● **Input data**

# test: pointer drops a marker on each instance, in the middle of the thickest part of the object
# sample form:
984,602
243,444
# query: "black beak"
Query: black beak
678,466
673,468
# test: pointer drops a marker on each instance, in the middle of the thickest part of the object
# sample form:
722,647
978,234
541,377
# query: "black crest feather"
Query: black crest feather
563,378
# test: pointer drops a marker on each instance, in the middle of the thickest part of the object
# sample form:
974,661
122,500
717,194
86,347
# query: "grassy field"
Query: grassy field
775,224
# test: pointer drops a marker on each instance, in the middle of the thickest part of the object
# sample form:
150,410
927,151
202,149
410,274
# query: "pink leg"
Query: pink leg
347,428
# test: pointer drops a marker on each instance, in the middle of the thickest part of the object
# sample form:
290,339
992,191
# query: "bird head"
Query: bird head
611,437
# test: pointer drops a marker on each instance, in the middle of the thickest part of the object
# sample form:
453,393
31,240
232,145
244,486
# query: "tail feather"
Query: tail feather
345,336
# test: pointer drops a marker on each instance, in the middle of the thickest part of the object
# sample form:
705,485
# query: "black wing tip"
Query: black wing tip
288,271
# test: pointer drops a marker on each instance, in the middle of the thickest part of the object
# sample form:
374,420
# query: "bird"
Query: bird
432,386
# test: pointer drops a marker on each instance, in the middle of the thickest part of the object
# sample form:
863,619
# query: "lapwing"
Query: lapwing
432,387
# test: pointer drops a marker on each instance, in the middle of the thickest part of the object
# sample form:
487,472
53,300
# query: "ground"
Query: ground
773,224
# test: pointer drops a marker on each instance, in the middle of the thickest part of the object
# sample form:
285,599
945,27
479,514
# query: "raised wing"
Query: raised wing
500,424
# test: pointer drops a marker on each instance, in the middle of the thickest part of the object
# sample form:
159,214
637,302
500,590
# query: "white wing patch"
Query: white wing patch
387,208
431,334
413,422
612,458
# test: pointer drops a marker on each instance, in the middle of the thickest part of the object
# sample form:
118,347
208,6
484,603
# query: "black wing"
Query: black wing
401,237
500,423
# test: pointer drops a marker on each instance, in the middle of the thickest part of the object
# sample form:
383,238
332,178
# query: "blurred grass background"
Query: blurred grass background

● **Exercise brief**
The task requires each record above to be restated exactly.

● **Response to this exercise**
# test: pointer drops a marker on each instance, in the middle of the thickest part of the object
# sample form:
984,602
243,444
# query: "black beak"
Query: black beak
678,466
673,468
# test: pointer drops a marker on each instance, in the middle of the thickest part of the object
# sample form:
722,647
978,234
541,377
# query: "black crest feather"
Query: black crest feather
563,378
# test: pointer drops a marker on each instance, in the middle of the thickest part of the object
# sample form:
974,661
122,500
717,194
86,347
# query: "grassy field"
Query: grassy field
775,224
# test: pointer drops a marker on each instance, in the middle of the thickest part of the object
# sample form:
150,410
927,151
202,149
410,274
# query: "pink leg"
Query: pink leg
347,428
# test: pointer drops a marker on each instance, in the middle of the thickest part of the object
# sample form:
290,339
992,191
# query: "bird head"
Query: bird head
611,437
# test: pointer drops a marker on each instance, in the middle of the thickest part of the object
# sample form:
453,393
31,240
232,145
244,486
# query: "tail feather"
Query: tail feather
345,336
# test: pointer drops a marker on each instance, in the middle of the thickest part of the object
# sample form:
705,485
# query: "black wing tip"
Query: black wing tip
288,271
# test: pointer drops a marker on each instance, in the middle of the thickest part of the object
# sample form:
374,420
# query: "bird"
Query: bird
432,386
# test: pointer drops a marker on each instance, in the middle of the thickest part of the object
# sample form:
863,619
# query: "lapwing"
Query: lapwing
432,387
# test: pointer drops a marker on each instance, in the middle of the thickest part of the object
# sample form:
487,472
53,300
# query: "ground"
Query: ground
773,224
# test: pointer drops a marker on each instance, in the middle of the thickest part of the object
# sample form:
285,599
945,27
479,514
# query: "raised wing"
Query: raised wing
500,424
# test: pointer drops a marker on each instance, in the middle of the thickest part of the object
# sample form:
159,214
637,302
500,590
# query: "white wing patch"
Query: white wing patch
387,208
431,334
413,422
612,458
# test: pointer drops a marker on each instance, in the middle of the thickest part of the object
# sample form:
118,347
208,6
484,603
# query: "black wing"
Query: black wing
401,237
500,423
# test: pointer drops a marker on each instance, in the middle of the thickest part of the object
# sample form:
383,238
332,178
# query: "blurred grass background"
Query: blurred grass background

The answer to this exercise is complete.